[DATASET]

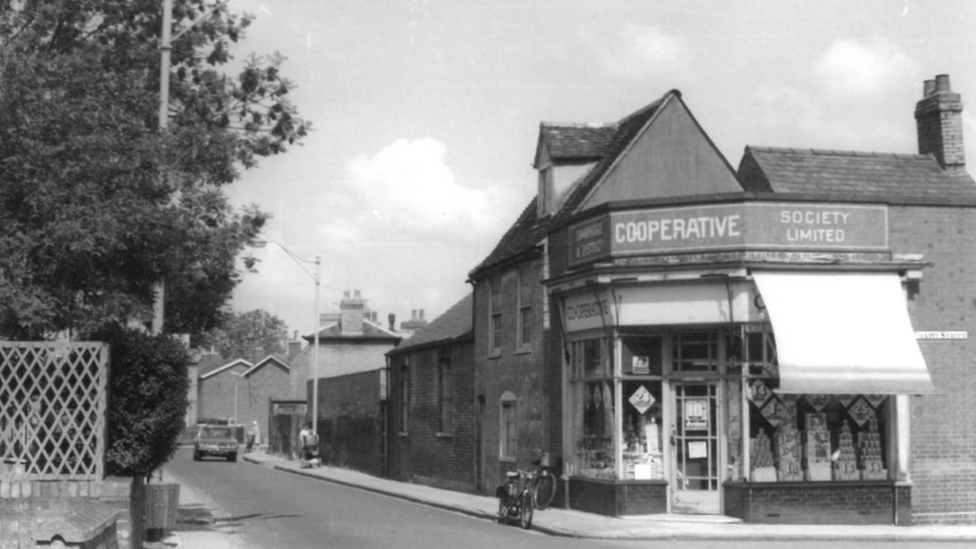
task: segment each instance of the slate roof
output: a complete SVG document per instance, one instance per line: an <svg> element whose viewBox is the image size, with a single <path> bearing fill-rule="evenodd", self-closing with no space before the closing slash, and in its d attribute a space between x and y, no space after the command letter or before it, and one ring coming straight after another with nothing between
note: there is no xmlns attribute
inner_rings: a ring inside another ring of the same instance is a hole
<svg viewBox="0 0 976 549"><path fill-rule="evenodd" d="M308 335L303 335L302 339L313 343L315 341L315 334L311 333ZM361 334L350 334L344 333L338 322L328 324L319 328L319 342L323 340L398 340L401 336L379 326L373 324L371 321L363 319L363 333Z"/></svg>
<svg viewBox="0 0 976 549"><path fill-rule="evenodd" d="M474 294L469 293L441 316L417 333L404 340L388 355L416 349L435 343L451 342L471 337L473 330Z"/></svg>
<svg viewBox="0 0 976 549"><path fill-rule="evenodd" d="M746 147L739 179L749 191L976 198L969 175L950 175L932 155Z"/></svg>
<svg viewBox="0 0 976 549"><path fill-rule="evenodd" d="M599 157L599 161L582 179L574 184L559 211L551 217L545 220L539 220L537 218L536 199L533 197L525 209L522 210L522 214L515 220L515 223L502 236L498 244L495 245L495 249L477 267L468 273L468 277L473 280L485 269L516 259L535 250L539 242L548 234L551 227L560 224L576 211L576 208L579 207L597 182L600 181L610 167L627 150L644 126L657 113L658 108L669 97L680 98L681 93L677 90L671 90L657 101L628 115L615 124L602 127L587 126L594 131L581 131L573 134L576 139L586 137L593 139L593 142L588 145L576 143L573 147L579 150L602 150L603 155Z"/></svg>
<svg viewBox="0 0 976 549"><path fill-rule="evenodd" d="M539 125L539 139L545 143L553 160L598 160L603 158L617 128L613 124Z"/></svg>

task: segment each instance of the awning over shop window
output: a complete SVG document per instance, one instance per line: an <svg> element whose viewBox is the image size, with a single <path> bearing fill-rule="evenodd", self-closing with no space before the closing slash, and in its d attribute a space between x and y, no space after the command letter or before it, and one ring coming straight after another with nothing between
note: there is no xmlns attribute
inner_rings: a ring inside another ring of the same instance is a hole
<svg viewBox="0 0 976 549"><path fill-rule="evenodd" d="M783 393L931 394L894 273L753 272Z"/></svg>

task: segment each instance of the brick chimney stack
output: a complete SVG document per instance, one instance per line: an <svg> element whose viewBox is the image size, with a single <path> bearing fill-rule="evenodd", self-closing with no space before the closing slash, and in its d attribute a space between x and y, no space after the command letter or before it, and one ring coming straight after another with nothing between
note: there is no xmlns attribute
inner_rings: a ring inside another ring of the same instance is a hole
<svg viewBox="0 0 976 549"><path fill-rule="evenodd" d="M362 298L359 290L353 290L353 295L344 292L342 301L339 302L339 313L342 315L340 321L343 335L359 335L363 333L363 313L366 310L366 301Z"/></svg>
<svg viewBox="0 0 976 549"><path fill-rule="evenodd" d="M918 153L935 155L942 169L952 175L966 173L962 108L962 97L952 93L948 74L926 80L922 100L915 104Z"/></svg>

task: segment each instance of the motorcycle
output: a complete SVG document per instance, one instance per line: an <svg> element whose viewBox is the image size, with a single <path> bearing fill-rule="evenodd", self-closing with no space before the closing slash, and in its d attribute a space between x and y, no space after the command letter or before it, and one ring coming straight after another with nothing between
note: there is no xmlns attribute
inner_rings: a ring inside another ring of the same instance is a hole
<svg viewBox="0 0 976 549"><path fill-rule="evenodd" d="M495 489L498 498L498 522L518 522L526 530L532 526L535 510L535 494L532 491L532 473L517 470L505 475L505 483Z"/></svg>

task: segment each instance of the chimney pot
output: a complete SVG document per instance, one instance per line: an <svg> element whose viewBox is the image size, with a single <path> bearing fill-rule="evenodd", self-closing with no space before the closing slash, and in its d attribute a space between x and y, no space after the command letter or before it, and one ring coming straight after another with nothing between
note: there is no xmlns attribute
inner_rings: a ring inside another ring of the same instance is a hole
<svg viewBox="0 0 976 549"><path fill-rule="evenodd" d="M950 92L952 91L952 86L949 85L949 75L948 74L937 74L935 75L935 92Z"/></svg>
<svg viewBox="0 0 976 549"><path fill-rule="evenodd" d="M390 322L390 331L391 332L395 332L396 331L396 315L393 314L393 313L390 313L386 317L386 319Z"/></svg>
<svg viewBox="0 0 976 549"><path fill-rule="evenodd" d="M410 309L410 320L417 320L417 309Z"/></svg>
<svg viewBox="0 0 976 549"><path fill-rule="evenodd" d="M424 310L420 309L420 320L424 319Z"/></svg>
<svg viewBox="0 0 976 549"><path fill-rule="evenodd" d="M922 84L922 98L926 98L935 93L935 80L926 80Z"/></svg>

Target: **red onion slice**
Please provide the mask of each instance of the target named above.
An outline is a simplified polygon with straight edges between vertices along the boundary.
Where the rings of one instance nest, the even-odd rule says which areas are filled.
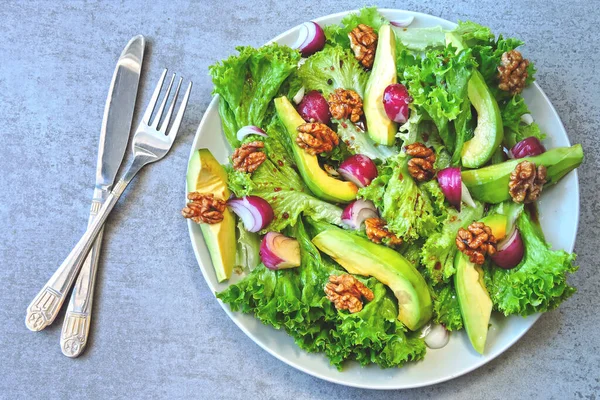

[/DATASET]

## WORK ITEM
Print out every entry above without changing a word, and leave out the pictures.

## RESPONSE TO THIS EXERCISE
task: segment each instance of the slate roof
output: a complete SVG document per instance, one instance per line: an <svg> element whose viewBox is the image size, with a single <path> bearing fill-rule="evenodd", self-closing with no space before the closing slash, and in its d attribute a space between x and y, no space after the command letter or before it, and one ring coming straight after another with nothing between
note: there is no xmlns attribute
inner_rings: a ring inside another ring of the same instance is a hole
<svg viewBox="0 0 976 549"><path fill-rule="evenodd" d="M308 335L303 335L302 339L313 343L315 341L315 334L311 333ZM361 334L350 334L344 333L338 322L328 324L319 328L319 342L323 340L398 340L401 336L379 326L373 324L371 321L363 319L363 333Z"/></svg>
<svg viewBox="0 0 976 549"><path fill-rule="evenodd" d="M474 294L469 293L441 316L417 333L404 340L388 355L416 349L435 343L451 342L471 337L473 330Z"/></svg>
<svg viewBox="0 0 976 549"><path fill-rule="evenodd" d="M746 147L739 179L749 191L976 198L969 175L950 175L932 155Z"/></svg>
<svg viewBox="0 0 976 549"><path fill-rule="evenodd" d="M599 157L599 161L582 179L574 184L559 211L551 217L545 220L539 220L537 218L536 199L533 197L525 209L522 210L522 214L515 220L515 223L502 236L498 244L495 245L495 249L477 267L468 273L468 277L473 280L485 269L516 259L535 250L539 242L548 234L551 227L560 224L576 211L576 208L579 207L597 182L600 181L610 167L627 150L644 126L657 113L658 108L669 97L680 98L681 93L677 90L671 90L657 101L628 115L615 124L602 127L587 126L594 131L581 131L573 134L576 139L586 137L593 139L593 142L588 145L576 143L573 147L579 150L602 150L603 155Z"/></svg>
<svg viewBox="0 0 976 549"><path fill-rule="evenodd" d="M539 125L539 139L545 143L553 160L598 160L603 158L617 128L613 124Z"/></svg>

task: segment each instance of the awning over shop window
output: a complete SVG document per instance, one instance per line: an <svg> element whose viewBox is the image size, with a single <path> bearing fill-rule="evenodd", self-closing with no space before the closing slash, and in its d attribute a space between x and y, no space after the command letter or before it, and one ring coming straight after another with nothing between
note: there is no xmlns attribute
inner_rings: a ring inside another ring of the same instance is a hole
<svg viewBox="0 0 976 549"><path fill-rule="evenodd" d="M783 393L931 394L894 273L753 272Z"/></svg>

task: segment each instance of the brick chimney stack
output: a complete SVG document per instance, one instance per line: an <svg> element whose viewBox is the image size, with a single <path> bearing fill-rule="evenodd", self-closing with no space before the closing slash, and in its d attribute a space between x and y, no space after the command letter or before it, and one ring coming straight after another with nothing between
note: there is no xmlns attribute
inner_rings: a ring inside another ring of the same instance is a hole
<svg viewBox="0 0 976 549"><path fill-rule="evenodd" d="M362 298L359 290L353 290L353 295L344 292L342 301L339 302L339 313L342 315L340 321L343 335L359 335L363 333L363 313L366 310L366 301Z"/></svg>
<svg viewBox="0 0 976 549"><path fill-rule="evenodd" d="M918 153L935 155L942 169L952 175L966 173L962 108L962 97L952 93L948 74L926 80L922 100L915 104Z"/></svg>

task: segment each instance of the motorcycle
output: a complete SVG document per instance, one instance per line: an <svg> element whose viewBox is the image size, with a single <path> bearing fill-rule="evenodd", self-closing with no space before the closing slash, and in its d attribute a space between x and y, no space after the command letter or before it, and one ring coming straight after another with nothing between
note: there is no xmlns attribute
inner_rings: a ring inside another ring of the same instance is a hole
<svg viewBox="0 0 976 549"><path fill-rule="evenodd" d="M495 489L498 498L498 522L518 522L526 530L532 526L535 510L535 494L532 491L532 473L517 470L505 475L505 483Z"/></svg>

task: segment each instance of the chimney pot
output: a complete SVG document per instance, one instance per line: an <svg> element whose viewBox is the image size, with a single <path> bearing fill-rule="evenodd", self-closing with no space before the closing slash, and in its d attribute a space between x and y, no space after the command letter or before it, and one ring coming straight after another with nothing between
note: there is no xmlns attribute
inner_rings: a ring inside another ring of the same instance is a hole
<svg viewBox="0 0 976 549"><path fill-rule="evenodd" d="M950 92L952 91L952 86L949 85L949 75L948 74L937 74L935 75L935 92Z"/></svg>
<svg viewBox="0 0 976 549"><path fill-rule="evenodd" d="M390 322L390 331L391 332L395 332L396 331L396 315L393 314L393 313L390 313L386 317L386 319Z"/></svg>
<svg viewBox="0 0 976 549"><path fill-rule="evenodd" d="M410 309L410 320L417 320L417 309Z"/></svg>
<svg viewBox="0 0 976 549"><path fill-rule="evenodd" d="M424 310L420 309L420 320L424 319Z"/></svg>
<svg viewBox="0 0 976 549"><path fill-rule="evenodd" d="M922 84L922 98L926 98L935 93L935 80L926 80Z"/></svg>

Target: **red onion slice**
Please provide the mask of each instance of the target named above.
An outline is a simplified polygon with straight edges between vertices along the boundary.
Where the rings of one instance nest, the even-odd rule says which areas are filled.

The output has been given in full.